»»

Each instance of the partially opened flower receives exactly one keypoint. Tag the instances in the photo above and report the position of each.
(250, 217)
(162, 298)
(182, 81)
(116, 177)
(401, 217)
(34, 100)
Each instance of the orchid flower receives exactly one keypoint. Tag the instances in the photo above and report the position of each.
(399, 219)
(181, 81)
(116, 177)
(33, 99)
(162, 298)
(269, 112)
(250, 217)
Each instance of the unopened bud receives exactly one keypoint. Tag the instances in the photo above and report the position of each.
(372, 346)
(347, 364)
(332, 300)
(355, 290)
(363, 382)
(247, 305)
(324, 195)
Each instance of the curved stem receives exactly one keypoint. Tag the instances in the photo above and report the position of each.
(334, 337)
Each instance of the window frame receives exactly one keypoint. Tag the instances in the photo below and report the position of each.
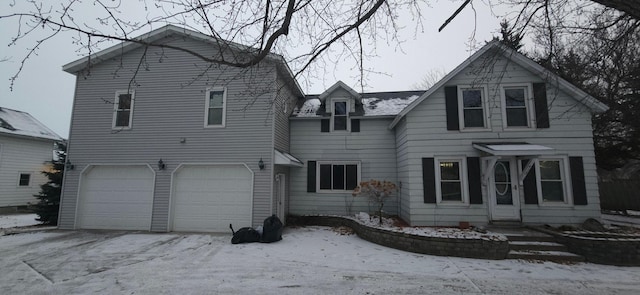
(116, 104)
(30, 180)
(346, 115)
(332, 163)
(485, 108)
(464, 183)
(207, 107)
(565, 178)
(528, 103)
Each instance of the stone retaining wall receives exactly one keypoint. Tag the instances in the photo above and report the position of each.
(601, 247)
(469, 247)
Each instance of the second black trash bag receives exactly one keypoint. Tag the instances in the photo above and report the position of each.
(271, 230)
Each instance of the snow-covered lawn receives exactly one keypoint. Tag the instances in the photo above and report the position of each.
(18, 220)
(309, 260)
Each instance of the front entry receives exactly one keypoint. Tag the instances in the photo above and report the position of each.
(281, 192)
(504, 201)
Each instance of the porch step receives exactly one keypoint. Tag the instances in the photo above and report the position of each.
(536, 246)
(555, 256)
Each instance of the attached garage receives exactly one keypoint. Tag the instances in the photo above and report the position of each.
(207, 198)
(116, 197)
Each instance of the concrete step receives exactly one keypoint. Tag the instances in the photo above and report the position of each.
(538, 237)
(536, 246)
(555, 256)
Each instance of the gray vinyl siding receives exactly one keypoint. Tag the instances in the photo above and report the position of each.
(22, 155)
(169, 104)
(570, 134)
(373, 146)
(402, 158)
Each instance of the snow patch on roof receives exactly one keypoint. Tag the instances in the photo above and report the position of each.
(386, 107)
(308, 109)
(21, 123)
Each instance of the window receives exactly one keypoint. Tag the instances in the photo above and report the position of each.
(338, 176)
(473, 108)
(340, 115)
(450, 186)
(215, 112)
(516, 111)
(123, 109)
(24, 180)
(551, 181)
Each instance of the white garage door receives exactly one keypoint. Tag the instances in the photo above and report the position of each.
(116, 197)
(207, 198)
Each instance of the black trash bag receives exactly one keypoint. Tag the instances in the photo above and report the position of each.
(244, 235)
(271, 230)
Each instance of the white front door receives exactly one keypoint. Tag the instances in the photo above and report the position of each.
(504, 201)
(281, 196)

««
»»

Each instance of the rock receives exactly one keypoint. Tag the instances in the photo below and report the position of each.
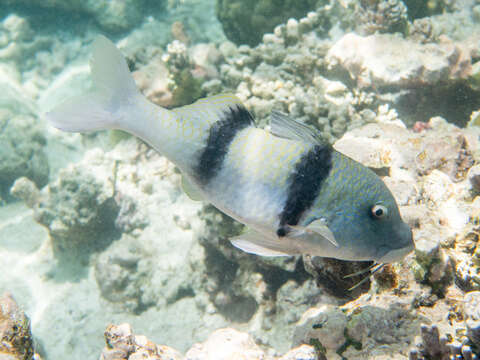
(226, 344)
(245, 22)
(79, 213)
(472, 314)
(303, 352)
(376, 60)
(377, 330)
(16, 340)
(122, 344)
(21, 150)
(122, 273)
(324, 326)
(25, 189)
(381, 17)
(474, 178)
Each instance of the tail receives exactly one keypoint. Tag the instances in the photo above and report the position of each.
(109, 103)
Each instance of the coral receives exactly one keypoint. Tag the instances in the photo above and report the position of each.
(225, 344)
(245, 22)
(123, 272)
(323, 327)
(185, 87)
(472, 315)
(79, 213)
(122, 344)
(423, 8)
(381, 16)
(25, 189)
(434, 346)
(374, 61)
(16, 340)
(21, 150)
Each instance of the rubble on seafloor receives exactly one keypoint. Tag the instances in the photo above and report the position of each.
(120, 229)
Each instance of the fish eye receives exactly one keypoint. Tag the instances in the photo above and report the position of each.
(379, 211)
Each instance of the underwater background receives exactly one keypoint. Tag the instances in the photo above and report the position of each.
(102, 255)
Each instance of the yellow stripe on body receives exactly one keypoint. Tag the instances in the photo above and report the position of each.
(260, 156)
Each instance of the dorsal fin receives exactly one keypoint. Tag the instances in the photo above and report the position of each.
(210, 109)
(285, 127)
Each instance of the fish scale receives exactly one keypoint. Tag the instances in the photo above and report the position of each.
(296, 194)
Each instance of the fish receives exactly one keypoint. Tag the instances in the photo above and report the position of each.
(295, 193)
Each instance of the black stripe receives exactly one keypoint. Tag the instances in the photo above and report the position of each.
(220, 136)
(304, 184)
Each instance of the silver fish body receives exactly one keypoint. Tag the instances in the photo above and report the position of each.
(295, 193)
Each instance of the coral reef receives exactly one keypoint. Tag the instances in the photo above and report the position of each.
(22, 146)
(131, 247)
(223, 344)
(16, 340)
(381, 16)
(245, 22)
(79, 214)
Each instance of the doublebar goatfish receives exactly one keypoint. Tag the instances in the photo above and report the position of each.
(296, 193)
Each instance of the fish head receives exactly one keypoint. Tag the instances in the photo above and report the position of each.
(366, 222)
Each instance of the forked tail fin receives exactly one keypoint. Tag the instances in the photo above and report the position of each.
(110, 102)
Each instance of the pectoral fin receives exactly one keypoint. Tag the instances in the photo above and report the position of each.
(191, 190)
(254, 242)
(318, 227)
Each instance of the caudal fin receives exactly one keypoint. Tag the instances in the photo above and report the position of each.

««
»»

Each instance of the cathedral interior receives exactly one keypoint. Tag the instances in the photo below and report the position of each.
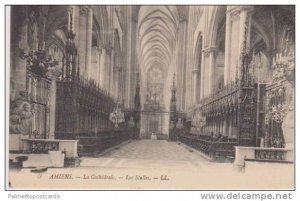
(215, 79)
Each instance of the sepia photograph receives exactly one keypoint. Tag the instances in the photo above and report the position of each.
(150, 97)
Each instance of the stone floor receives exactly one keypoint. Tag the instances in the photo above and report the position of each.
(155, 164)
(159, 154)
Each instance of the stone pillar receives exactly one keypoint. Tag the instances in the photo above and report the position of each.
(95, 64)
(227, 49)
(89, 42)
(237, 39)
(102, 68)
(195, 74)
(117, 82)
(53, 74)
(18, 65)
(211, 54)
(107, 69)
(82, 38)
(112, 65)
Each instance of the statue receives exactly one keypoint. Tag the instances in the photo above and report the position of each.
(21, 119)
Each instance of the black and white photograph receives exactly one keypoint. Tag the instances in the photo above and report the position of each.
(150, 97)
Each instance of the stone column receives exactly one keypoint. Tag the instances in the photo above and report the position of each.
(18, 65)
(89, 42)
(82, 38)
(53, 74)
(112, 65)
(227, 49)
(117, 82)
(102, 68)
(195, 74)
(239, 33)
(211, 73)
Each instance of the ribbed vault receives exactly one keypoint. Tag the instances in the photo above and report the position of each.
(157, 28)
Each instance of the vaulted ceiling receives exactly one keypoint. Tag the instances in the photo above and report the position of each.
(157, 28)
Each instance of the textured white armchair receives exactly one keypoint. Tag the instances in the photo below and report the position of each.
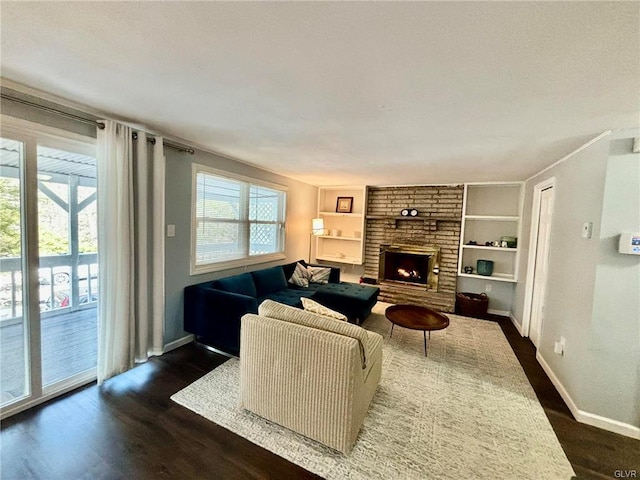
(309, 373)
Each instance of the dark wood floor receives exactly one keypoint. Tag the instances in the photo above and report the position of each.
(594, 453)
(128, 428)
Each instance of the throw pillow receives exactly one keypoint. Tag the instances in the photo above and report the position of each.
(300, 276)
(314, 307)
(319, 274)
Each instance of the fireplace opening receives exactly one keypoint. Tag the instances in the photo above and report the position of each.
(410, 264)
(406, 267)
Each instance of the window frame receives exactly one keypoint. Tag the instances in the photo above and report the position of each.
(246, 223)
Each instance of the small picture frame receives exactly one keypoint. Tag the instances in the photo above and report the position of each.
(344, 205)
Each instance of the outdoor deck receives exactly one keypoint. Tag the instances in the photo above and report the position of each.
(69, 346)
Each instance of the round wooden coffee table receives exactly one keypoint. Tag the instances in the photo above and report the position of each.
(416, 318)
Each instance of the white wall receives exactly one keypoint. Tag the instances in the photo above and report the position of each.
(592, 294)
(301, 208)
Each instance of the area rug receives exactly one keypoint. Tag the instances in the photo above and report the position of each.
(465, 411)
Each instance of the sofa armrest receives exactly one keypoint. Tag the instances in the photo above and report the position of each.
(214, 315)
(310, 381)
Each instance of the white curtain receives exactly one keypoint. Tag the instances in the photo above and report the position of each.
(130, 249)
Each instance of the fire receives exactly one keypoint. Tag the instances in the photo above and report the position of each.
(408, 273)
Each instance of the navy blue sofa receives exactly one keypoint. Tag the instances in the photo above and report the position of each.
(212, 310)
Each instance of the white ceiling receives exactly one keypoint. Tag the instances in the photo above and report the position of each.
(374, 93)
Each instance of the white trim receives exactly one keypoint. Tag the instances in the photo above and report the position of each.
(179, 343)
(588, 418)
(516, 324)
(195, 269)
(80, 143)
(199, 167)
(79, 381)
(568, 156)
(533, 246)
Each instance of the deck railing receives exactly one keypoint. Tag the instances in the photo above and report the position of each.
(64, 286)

««

● Work instruction: Out of the data above, transcribe exactly and only the lines starting with the line that has "Each instance of the forked" and going on through the line that has "Each instance of the caudal", both included.

● Written solution:
Each instance of the forked tail fin receives exactly one keypoint. Tag the instances in the photo above and report the position of each.
(110, 102)
Each instance of the pectoral fin receives exactly one keypoint. Tag the instances in the photo above and report the position of each.
(191, 190)
(254, 242)
(318, 227)
Each instance of the caudal fin receives exactly one keypoint. Tag the instances in the photo above and report the position of each.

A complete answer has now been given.